■ Exercise prompt ■
Extract all of the entries and set them down verbatim.

■ The data ■

━━━━━━

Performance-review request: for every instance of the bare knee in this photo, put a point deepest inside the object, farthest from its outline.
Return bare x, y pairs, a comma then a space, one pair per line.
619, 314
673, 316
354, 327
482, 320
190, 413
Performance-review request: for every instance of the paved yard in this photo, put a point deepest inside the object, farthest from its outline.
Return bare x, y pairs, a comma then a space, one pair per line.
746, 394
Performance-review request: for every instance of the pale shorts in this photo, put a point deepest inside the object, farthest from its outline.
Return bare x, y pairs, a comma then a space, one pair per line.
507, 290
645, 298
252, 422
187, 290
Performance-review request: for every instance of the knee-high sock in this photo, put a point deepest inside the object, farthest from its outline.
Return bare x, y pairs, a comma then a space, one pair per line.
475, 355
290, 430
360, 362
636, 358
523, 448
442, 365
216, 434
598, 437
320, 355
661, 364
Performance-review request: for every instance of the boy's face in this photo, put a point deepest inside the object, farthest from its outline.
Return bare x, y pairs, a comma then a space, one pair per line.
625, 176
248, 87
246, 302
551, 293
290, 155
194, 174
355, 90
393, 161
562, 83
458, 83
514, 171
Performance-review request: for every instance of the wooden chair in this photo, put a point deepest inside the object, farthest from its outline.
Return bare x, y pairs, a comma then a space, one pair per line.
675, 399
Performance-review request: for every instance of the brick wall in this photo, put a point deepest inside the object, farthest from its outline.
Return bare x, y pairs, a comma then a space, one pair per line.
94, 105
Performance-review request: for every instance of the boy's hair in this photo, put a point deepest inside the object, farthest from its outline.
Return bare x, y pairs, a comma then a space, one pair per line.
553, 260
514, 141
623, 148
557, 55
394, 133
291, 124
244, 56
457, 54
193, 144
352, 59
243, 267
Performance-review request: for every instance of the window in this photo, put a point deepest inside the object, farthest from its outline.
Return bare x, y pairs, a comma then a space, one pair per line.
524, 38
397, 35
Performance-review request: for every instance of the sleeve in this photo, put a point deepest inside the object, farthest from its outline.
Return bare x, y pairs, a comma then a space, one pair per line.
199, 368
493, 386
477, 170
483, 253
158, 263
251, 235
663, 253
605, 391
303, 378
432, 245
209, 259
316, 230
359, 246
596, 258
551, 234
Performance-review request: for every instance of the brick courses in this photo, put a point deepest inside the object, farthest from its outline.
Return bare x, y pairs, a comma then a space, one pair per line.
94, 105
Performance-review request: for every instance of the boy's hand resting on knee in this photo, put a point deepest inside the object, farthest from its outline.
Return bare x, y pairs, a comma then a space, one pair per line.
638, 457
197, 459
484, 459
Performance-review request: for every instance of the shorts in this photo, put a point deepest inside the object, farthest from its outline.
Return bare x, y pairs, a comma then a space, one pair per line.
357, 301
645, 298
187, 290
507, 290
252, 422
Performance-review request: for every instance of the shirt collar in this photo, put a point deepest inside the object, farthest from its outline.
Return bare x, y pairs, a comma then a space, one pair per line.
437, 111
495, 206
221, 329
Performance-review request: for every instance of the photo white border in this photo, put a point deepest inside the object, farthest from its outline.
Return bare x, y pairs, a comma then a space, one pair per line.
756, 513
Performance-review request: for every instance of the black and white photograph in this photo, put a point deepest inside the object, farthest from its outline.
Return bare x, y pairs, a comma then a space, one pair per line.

━━━━━━

■ Written solution ■
Performance-review request: for every instance of the bare knee in this photo, put a point deepest inside the object, farthest from its outline.
Return bare x, y pairs, a comma then a space, one pair per line.
619, 314
673, 316
354, 327
482, 320
190, 413
Performance-review request: for every instance of the paved yard in this photo, put a point deepest inside the object, farthest from its outline.
Return bare x, y pairs, a comma then a space, one pair per line.
746, 394
Performance-review request: for every instance of the pale shorts in this photo, put a point deepest inside the object, farthest from its outline.
Return bare x, y pairs, a comma then a space, one pair per line.
507, 290
645, 298
252, 422
187, 290
Performance-review request: for every instance of the knee-high sock in this photo, put a point deepest inside the object, farthest from its outline.
Return bare x, y pairs, a comma then a space, one pair per line.
475, 355
290, 430
360, 362
636, 358
523, 448
442, 365
216, 434
598, 437
320, 355
661, 364
Performance-review request: for every instance of the boy's face in this photo, put a point deepest inside the object, farthest from its outline.
Return bare x, y pairs, a comma then a space, one pair per line.
625, 176
248, 87
246, 302
551, 293
290, 155
194, 174
355, 90
393, 161
562, 83
458, 83
514, 171
Performance-review request: for every instance of the wooden chair in this photo, put a point deepest inside the object, farthest from its outline.
Return bare x, y pairs, a comma then a space, one pair per line.
675, 399
Performance-review request: for every instance of the brick wall in this photo, put a point deepest inside the object, farthest from its outline.
Return bare x, y pairs, a comma then a space, one pair per line.
94, 105
Performance-review request: for every instance of the boy's hair in this photo, put a point deepest inside the object, farthest from its outline.
Return bare x, y pairs, a comma then a space, one pair per line.
553, 260
514, 141
623, 148
557, 55
394, 133
291, 124
244, 56
457, 54
193, 144
352, 59
243, 267
Performance-review request: for every instance of the window in this photo, put a point deepest inside the object, farthest from its outline.
Return bare x, y pairs, a comma then a space, one pair per line.
524, 38
397, 35
Performance-review request: for every instance of the sleeve in this photo, put a point deepest inside the object, farthest from its outline.
Return bare x, y pairs, a comma then a space, one pair per line.
199, 368
493, 386
477, 170
483, 253
158, 263
251, 235
663, 253
605, 391
303, 378
432, 245
209, 259
316, 230
359, 246
596, 258
551, 234
Performance-review request: for every instance of the brick courses in this photo, put a point deepest inside the object, farthest from its outline.
Return bare x, y pairs, a comma then a space, one pair per line.
94, 105
Performance-review request: for every instance of the boy's hand resting on knee in this photo, put a point deepest inside the object, farthest from its outline.
Return bare x, y pairs, a comma then a space, one pair per line.
638, 457
197, 459
484, 459
Performance-review request: for every instance of the shorts in this photo, put a point deepest inside the object, farthest from its outline.
Return bare x, y pairs, a comma then a space, one pair per line.
357, 301
645, 298
187, 290
507, 290
252, 422
Performance-review request: for every instance of the shirt collar in this photo, put a point deepest inside the object, farthest from its outline.
Return bare x, y pairs, a comma then a space, one pair per line.
437, 111
495, 206
221, 329
Performance-review request: for every instance of the photo white border in this photo, put a point deepest inside the object, farthest from its outline.
Return bare x, y pairs, a comma then a space, one pair per line.
756, 513
Performance-review request: for every instance of the black and white photograph in this photo, put a point deepest inside the object, farthest from its outline.
Return bare x, y pairs, a comma then a space, one pair per line.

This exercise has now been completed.